Work required: List each line of the items below that contains the word "stone".

>> START

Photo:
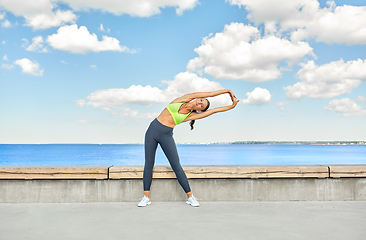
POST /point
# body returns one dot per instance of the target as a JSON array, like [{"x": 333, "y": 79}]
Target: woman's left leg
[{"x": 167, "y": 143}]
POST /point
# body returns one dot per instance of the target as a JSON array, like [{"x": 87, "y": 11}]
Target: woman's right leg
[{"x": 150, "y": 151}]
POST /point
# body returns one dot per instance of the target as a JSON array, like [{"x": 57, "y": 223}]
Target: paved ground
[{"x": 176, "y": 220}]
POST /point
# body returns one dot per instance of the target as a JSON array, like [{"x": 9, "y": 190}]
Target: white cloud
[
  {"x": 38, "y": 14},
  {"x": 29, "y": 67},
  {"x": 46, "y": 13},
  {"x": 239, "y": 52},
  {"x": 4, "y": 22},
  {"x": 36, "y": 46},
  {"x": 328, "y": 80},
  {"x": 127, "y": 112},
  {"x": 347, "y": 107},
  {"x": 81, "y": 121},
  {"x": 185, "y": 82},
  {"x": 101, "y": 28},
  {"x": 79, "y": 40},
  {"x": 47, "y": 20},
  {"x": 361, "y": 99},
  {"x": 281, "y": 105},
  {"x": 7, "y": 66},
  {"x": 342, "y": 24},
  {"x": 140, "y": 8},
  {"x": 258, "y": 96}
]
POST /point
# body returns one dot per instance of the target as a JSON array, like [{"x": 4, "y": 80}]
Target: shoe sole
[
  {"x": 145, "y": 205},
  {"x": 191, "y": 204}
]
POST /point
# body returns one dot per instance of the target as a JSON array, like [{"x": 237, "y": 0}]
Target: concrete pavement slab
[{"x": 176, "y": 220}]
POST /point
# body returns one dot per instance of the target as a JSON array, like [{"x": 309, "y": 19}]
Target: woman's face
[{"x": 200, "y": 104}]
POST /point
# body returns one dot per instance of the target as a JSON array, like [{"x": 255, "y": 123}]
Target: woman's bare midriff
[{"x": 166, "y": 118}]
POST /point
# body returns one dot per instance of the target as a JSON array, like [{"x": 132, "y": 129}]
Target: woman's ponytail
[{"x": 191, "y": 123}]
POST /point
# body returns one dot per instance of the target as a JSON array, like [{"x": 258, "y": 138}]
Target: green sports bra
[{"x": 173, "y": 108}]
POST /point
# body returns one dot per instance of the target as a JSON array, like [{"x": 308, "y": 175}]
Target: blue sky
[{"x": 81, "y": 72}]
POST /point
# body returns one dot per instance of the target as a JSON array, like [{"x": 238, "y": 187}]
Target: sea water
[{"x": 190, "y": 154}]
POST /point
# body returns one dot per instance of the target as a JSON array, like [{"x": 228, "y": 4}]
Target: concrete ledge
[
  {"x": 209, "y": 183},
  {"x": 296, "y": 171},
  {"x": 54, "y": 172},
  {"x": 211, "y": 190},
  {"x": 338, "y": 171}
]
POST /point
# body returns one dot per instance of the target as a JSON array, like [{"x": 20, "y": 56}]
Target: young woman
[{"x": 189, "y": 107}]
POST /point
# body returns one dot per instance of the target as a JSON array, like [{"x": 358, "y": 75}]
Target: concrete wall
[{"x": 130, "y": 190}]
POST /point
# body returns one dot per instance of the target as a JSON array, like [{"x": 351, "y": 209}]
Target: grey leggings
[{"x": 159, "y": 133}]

>> END
>> START

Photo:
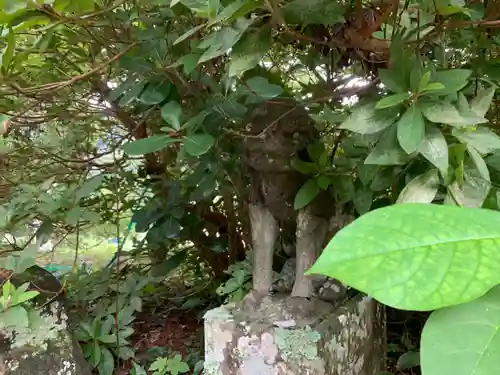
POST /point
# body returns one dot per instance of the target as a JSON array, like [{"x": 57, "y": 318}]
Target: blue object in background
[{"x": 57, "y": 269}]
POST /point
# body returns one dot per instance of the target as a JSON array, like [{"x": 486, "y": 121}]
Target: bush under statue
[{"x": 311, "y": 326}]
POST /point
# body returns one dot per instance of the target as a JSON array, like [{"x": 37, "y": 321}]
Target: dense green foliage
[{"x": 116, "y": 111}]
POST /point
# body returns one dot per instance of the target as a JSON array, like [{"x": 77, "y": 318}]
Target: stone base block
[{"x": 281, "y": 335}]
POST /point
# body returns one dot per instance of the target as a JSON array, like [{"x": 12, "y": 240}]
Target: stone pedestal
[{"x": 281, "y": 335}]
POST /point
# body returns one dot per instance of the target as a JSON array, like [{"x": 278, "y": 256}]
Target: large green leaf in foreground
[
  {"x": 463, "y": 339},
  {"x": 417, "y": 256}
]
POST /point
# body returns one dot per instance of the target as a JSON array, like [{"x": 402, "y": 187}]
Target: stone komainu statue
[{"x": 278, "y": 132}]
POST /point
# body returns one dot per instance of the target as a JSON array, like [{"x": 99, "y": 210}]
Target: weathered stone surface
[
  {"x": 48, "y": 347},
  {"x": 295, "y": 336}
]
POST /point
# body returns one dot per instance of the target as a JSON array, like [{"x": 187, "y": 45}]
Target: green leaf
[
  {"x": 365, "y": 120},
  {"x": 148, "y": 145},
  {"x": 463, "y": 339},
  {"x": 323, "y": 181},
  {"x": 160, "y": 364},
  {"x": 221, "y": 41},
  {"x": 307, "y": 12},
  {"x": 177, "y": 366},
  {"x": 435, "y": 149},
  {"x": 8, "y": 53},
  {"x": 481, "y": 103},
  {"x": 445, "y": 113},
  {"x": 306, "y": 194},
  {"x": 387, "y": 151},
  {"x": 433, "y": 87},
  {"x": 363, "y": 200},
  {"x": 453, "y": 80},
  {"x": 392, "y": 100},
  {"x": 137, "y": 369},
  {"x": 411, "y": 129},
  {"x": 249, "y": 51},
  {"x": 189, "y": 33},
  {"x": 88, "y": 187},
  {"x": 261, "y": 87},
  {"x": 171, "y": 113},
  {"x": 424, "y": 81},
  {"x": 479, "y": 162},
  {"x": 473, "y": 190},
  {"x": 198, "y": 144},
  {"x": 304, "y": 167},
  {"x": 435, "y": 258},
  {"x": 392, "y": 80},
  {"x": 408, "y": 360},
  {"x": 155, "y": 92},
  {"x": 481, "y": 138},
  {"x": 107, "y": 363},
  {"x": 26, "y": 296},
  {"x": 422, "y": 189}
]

>> END

Task response:
Target: stone base block
Target: stone pedestal
Target: stone komainu statue
Target: weathered stone surface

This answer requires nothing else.